(Exercise details)
Give every line of the records below as a Markdown table with two columns, Row and Line. Number the rows and skip any blank lines.

(Data in this exercise)
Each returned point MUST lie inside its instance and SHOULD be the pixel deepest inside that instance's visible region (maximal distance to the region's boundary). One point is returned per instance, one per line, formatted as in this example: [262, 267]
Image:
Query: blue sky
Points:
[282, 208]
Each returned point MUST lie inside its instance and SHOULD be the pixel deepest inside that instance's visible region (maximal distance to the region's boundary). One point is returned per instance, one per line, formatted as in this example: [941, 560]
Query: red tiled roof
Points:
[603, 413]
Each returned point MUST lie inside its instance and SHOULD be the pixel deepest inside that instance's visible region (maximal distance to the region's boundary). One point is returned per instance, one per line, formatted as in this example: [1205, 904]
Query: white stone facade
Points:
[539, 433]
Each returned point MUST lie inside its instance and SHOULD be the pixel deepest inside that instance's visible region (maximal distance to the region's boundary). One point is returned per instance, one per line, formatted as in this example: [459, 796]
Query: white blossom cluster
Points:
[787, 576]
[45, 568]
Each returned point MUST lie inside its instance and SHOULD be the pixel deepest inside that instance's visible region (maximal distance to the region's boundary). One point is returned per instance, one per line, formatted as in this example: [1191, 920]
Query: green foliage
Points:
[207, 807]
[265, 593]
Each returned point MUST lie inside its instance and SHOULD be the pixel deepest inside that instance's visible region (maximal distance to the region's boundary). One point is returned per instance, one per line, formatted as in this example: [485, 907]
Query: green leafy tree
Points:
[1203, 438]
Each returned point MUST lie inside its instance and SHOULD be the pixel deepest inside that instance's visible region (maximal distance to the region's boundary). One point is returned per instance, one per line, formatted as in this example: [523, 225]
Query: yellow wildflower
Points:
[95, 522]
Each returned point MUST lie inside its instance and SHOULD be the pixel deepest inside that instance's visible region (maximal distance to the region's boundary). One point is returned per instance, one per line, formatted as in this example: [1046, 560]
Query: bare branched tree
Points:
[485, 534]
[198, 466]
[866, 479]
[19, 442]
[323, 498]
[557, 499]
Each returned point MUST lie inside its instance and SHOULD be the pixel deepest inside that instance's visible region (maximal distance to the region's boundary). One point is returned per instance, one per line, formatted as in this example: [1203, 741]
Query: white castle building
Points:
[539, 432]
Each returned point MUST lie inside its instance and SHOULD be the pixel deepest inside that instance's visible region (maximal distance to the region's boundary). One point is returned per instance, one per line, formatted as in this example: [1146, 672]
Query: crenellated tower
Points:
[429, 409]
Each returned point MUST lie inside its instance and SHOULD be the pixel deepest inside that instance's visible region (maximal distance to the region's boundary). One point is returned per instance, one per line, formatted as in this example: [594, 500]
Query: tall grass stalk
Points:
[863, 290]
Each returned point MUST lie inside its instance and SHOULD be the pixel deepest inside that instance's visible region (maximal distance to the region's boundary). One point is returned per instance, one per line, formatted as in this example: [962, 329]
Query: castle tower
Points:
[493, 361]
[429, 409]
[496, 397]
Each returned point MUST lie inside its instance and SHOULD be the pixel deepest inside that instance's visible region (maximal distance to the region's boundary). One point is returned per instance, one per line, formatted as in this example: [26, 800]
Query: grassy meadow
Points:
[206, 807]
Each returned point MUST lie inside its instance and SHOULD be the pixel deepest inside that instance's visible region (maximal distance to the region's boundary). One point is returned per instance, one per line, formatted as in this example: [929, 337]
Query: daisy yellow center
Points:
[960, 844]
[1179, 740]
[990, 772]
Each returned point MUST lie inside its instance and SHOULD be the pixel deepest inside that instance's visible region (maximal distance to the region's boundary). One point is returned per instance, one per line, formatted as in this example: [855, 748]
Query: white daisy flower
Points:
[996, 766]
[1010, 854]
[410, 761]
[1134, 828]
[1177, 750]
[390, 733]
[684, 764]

(Task result)
| Row | Line |
|---|---|
| 1 | Each returned point MUST lie inside its instance and SHOULD be the pixel deepest inside that instance's visible region (maximal distance to the region's boundary). One point is returned per instance, one per line, formatted as in this example: [262, 267] |
| 2 | Image: |
| 3 | Query: blue sky |
| 4 | Points: |
| 5 | [282, 208] |
| 6 | Each returned point MUST lie inside its instance and SHOULD be the pixel deepest inside that instance's visible region (maximal distance to the region's boundary). One point is returned per instance, one per line, formatted as in this example: [941, 560] |
| 7 | Query: red tiled roof |
| 8 | Points: |
| 9 | [603, 413] |
| 10 | Each returned point MUST lie inside its instance and SHOULD be the pixel deepest inside that instance's visible region (maximal distance to the region's boundary). One point is returned per instance, one per line, formatted as in this example: [1205, 904] |
| 11 | Query: white stone facade |
| 12 | Points: |
| 13 | [539, 433] |
| 14 | Each returned point MUST lie inside its instance and SHOULD be the pixel deepest inside that instance's visible region (maximal distance to the region's boundary). One point is returned per instance, one per line, formatted as in this example: [459, 796] |
| 15 | Query: white blossom cluster |
| 16 | Points: |
| 17 | [787, 576] |
| 18 | [45, 568] |
| 19 | Each returned point MUST lie inside its instance and SHOULD be the pixel deepest inside that instance's visible region (maximal distance to the region's boundary). One point is returned per instance, one per line, formatted as in this example: [1191, 920] |
| 20 | Query: green foliage |
| 21 | Points: |
| 22 | [207, 807] |
| 23 | [265, 593] |
| 24 | Each returned point MUST lie inside its instance and SHOULD be the pixel deepest inside that instance's visible region (maximal distance to the region's boundary). One point is returned per instance, one per line, formatted as in this example: [485, 907] |
| 25 | Query: green leafy tree |
| 26 | Points: |
| 27 | [1203, 438] |
| 28 | Each returned point MUST lie inside its instance and SHOULD be the pixel deepest inside that instance's visible region (maximal distance to the region's boundary). One point is returned per instance, one per line, formatted as in this example: [523, 225] |
| 29 | Query: yellow wildflower |
| 30 | Points: |
| 31 | [95, 522] |
| 32 | Each returned point MUST lie inside its instance and SHOULD be the pixel deepest inside that instance's visible region (maximal distance to the region's boundary). One point is returned per instance, one per line, formatted as in this example: [1046, 560] |
| 33 | Query: bare branched tree |
| 34 | Points: |
| 35 | [485, 534] |
| 36 | [198, 466] |
| 37 | [866, 479] |
| 38 | [19, 442] |
| 39 | [323, 498] |
| 40 | [557, 499] |
| 41 | Each returned point MUST lie inside its instance and SHOULD be the pixel deepest inside that instance's visible region (maximal distance to the region's boundary). One point is returned per instance, one per line, formatted as in this example: [1203, 741] |
| 42 | Query: white castle building |
| 43 | Points: |
| 44 | [539, 432] |
| 45 | Each returned point MUST lie inside its instance and SHOULD be the pixel deepest inside that instance's visible region (maximal distance to the region's boundary). One point is returned per instance, one per line, formatted as in this example: [1146, 672] |
| 46 | Query: crenellated tower |
| 47 | Points: |
| 48 | [429, 409] |
| 49 | Each returned point MUST lie inside its instance and SHOULD be the pixel deepest inside that instance's visible region (maximal distance to the region's boundary). One point is returned per instance, one per line, formatted as in this example: [594, 500] |
| 50 | Query: tall grass stalk |
| 51 | Points: |
| 52 | [863, 290] |
| 53 | Each returned point MUST lie inside its instance and SHOULD be the pixel deepest inside that instance's visible region (maximal distance to the region's boundary). One point is returned per instance, one per line, formatted as in this example: [962, 329] |
| 54 | Query: castle tower |
| 55 | Points: |
| 56 | [493, 361] |
| 57 | [429, 409] |
| 58 | [496, 397] |
| 59 | Each returned point MUST lie inside its instance and SHOULD be the pixel deepest inside that instance's visible region (maximal distance to the region's boundary). One point is returned per instance, one per line, formatted as in this example: [26, 800] |
| 60 | Query: grassy meadow |
| 61 | Points: |
| 62 | [206, 807] |
| 63 | Each returned point MUST lie inside its instance and SHOULD be the pixel deepest inside that instance's visible region (maximal distance to the region's boundary). One point is returned per instance, one per line, formatted as in this example: [929, 337] |
| 64 | Query: daisy yellow center |
| 65 | Points: |
| 66 | [960, 844] |
| 67 | [1179, 740] |
| 68 | [990, 772] |
| 69 | Each returned point MUST lie inside its instance and SHOULD be the pixel deepest inside that instance's visible region (maximal distance to the region's boundary). One point is returned per instance, one per line, formatted as in this example: [855, 748] |
| 70 | Query: white daisy flower |
| 71 | Points: |
| 72 | [996, 766] |
| 73 | [1010, 854] |
| 74 | [410, 761] |
| 75 | [1134, 828] |
| 76 | [1177, 750] |
| 77 | [390, 733] |
| 78 | [684, 764] |